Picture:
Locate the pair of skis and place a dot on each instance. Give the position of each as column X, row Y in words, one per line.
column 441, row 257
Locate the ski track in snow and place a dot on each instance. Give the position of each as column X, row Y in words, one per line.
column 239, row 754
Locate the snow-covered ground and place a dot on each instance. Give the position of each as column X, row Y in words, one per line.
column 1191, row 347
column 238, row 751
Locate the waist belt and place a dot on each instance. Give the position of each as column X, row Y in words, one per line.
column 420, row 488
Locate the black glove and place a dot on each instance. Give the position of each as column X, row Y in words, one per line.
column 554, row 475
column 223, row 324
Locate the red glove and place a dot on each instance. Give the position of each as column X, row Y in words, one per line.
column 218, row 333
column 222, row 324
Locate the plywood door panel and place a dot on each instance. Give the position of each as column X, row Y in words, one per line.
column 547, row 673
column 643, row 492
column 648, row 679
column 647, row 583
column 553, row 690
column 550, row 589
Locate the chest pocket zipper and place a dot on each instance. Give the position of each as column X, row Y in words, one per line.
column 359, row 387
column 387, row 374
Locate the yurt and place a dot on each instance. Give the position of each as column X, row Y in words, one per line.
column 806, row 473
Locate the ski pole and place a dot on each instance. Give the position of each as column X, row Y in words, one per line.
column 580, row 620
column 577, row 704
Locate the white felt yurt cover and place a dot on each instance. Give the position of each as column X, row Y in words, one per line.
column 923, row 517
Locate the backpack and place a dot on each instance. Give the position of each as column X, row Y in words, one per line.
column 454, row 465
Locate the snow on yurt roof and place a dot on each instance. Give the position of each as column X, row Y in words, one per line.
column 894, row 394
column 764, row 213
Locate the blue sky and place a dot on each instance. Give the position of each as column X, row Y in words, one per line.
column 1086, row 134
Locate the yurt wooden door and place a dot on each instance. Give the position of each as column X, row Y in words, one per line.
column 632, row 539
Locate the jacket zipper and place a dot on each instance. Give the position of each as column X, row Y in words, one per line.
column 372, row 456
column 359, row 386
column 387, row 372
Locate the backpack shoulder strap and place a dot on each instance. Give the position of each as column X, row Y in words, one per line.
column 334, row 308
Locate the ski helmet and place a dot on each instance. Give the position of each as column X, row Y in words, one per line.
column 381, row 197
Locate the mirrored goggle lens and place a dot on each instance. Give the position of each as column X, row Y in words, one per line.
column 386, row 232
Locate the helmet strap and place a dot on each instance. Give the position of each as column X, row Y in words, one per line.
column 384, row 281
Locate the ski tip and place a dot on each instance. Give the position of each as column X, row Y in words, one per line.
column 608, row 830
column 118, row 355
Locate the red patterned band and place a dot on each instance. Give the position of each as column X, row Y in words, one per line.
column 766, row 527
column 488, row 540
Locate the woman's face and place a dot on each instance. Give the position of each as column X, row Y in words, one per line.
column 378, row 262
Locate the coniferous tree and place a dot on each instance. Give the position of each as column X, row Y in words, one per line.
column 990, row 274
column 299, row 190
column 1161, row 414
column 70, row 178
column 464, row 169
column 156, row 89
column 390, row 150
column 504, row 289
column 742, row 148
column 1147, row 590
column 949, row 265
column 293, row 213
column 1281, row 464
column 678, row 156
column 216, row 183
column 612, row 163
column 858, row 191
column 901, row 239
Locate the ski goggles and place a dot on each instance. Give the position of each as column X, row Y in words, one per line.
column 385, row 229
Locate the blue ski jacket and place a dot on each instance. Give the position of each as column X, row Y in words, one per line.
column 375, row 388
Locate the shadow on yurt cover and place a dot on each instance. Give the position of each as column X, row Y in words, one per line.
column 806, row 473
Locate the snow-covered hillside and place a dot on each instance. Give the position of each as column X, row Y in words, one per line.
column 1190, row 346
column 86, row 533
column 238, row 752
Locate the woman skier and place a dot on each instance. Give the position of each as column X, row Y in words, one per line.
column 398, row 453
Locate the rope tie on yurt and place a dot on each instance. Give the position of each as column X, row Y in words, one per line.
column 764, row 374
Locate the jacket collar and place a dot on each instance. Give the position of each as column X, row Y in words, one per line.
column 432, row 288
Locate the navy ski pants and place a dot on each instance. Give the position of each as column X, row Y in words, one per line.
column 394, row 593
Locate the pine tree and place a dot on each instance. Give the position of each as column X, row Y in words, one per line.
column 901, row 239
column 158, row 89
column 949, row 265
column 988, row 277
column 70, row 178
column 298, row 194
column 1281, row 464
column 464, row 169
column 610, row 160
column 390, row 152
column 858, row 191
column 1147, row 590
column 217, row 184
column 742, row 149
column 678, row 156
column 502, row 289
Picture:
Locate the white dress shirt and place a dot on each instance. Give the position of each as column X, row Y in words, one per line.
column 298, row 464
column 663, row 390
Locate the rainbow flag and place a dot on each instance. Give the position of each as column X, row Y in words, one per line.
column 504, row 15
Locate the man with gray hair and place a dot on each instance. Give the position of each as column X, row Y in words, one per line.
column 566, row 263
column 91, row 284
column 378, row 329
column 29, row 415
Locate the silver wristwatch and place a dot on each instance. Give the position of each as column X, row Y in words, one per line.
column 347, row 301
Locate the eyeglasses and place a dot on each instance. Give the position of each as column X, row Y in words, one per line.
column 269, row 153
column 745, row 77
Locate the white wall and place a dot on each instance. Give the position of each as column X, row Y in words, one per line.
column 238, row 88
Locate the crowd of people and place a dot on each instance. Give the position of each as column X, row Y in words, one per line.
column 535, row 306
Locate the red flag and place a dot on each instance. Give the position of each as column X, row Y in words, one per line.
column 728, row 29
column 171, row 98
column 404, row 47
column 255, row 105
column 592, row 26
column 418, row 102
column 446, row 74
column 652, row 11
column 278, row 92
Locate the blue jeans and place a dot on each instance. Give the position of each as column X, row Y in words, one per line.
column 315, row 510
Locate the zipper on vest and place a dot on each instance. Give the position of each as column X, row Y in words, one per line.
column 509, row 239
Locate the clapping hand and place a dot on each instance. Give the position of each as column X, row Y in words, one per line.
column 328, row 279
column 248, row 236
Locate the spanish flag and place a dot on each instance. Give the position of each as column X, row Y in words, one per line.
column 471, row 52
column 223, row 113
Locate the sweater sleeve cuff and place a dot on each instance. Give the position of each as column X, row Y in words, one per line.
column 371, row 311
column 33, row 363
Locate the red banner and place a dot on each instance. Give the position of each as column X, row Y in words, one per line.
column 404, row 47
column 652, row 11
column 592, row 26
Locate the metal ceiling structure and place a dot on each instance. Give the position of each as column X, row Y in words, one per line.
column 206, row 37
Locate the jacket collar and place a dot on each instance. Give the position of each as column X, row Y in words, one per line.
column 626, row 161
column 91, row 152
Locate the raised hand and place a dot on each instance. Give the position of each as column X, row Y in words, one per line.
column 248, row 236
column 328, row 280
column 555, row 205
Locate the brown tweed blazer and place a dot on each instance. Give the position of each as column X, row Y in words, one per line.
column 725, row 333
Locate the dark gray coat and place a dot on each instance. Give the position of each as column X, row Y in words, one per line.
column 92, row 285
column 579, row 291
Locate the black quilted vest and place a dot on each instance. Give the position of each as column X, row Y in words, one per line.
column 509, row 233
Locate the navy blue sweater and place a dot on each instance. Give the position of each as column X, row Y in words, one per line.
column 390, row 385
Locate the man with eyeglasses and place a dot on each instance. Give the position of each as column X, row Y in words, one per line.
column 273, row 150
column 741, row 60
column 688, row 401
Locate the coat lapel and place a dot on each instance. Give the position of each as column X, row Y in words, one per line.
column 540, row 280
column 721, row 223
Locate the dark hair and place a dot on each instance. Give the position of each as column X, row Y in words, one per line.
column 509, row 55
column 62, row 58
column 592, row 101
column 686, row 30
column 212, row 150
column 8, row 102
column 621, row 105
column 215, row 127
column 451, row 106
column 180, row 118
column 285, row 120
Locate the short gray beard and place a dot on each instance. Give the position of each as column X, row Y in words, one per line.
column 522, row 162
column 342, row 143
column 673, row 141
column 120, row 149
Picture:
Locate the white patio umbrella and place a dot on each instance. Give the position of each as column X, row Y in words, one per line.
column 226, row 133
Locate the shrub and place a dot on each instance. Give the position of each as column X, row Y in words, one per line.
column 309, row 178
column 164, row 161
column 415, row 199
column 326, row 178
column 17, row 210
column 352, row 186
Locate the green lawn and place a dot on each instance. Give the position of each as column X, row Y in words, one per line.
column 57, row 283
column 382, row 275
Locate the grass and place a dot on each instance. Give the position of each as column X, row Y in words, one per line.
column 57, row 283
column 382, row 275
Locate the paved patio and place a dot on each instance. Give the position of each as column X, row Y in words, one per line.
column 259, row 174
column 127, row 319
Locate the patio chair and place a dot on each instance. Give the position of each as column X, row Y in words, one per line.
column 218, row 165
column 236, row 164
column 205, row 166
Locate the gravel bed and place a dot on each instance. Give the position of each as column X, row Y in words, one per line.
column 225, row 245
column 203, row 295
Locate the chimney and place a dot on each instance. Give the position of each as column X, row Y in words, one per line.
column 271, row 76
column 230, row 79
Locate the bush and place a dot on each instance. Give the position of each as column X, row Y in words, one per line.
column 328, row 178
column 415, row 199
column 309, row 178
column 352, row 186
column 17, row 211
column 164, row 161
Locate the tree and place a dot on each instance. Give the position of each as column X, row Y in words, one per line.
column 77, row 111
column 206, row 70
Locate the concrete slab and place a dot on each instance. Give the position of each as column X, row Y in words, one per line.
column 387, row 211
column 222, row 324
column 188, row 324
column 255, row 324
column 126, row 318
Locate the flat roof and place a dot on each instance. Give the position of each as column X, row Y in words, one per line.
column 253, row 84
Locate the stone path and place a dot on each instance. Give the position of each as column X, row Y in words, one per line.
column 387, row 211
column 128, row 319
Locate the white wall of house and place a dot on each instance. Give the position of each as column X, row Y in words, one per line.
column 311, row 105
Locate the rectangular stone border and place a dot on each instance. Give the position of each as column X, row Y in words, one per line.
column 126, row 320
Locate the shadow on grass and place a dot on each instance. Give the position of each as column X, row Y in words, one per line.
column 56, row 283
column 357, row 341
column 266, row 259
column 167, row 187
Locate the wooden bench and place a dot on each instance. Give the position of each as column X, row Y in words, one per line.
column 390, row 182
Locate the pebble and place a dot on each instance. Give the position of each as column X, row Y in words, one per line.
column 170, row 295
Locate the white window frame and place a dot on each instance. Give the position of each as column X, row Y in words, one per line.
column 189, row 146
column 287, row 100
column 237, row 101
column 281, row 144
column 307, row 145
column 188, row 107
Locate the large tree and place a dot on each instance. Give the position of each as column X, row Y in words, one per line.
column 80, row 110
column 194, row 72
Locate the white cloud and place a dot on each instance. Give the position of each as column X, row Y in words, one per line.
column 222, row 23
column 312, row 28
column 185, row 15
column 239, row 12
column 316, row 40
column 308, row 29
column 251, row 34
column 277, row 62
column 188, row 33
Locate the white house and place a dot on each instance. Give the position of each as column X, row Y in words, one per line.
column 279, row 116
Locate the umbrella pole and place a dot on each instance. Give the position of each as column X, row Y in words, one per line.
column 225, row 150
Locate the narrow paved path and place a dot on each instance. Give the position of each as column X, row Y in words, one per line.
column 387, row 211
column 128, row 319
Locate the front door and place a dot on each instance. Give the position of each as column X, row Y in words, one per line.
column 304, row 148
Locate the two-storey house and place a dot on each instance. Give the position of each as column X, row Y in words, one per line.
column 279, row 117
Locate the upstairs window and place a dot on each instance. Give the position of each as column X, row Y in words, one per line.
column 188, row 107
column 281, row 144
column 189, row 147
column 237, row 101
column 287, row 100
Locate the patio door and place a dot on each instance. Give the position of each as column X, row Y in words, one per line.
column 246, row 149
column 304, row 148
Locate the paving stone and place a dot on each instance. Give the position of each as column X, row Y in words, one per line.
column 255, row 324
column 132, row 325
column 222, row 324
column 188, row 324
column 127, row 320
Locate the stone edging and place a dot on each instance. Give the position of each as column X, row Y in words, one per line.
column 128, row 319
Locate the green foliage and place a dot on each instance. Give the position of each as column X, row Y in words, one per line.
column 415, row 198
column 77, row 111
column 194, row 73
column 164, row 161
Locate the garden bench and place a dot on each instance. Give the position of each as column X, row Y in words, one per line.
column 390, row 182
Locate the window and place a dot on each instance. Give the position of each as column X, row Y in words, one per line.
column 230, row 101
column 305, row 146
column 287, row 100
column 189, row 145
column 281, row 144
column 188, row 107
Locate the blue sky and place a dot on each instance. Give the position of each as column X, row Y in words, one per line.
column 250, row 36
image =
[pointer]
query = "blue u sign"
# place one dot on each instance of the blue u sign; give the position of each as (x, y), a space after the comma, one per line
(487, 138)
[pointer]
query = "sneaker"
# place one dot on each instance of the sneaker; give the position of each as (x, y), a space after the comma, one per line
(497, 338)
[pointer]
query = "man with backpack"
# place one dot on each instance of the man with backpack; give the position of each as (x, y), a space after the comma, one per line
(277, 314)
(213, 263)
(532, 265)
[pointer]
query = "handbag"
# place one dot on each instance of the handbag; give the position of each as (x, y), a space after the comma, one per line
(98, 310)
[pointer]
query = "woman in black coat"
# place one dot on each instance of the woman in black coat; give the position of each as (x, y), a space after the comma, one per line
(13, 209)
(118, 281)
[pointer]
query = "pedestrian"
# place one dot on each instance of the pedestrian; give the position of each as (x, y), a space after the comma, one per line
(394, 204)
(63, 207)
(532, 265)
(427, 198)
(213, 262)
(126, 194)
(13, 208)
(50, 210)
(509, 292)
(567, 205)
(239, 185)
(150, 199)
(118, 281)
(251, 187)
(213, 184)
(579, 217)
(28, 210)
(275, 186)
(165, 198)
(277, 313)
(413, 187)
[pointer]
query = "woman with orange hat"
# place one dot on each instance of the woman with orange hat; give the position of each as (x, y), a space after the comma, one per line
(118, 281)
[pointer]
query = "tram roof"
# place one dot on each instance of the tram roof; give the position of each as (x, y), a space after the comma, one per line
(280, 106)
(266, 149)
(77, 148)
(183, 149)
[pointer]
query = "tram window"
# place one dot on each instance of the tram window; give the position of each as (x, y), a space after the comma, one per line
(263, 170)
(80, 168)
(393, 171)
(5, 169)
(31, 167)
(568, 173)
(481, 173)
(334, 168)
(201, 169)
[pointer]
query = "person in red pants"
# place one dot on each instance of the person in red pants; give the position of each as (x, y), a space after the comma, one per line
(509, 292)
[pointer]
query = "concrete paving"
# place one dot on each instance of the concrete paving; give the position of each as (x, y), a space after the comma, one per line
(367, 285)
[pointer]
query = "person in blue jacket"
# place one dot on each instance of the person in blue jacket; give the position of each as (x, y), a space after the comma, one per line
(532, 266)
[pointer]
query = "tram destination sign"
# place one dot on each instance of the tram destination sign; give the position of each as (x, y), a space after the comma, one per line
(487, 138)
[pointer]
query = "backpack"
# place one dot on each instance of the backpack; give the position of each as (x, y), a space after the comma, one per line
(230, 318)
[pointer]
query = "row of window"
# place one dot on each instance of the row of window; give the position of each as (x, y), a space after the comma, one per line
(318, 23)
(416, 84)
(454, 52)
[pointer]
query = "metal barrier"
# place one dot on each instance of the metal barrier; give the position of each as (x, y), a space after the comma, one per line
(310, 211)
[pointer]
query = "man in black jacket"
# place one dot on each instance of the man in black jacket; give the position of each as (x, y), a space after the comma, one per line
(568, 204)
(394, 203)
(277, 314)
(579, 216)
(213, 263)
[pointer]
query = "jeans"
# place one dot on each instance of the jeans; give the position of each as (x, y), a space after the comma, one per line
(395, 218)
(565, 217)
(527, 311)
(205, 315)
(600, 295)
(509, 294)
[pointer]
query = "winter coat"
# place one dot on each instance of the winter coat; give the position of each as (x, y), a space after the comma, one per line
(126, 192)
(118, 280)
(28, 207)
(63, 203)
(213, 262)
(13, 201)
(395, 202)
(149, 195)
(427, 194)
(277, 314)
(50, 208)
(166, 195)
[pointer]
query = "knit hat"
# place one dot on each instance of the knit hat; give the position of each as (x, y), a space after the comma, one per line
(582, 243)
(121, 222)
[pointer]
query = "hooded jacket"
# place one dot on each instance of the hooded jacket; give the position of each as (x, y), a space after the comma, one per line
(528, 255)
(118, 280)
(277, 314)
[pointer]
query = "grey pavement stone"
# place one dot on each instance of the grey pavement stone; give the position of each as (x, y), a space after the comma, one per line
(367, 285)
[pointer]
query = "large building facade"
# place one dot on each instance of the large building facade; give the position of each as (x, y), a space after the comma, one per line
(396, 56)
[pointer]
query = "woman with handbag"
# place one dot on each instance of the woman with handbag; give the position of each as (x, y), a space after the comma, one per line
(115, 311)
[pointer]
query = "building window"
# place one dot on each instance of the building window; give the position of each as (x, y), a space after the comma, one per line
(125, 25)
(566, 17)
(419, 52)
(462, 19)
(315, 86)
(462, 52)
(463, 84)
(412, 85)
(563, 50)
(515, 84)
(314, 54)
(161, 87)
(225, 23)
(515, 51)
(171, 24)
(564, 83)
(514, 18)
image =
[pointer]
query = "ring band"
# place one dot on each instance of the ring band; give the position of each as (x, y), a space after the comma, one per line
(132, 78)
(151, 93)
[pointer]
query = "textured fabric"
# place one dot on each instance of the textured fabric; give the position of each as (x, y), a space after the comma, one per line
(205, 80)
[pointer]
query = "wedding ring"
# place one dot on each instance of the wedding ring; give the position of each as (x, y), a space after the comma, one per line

■ **ACTION ITEM**
Within the records above, count each line holding "wedding". Write down only the number.

■ **ANSWER TO THIS TASK**
2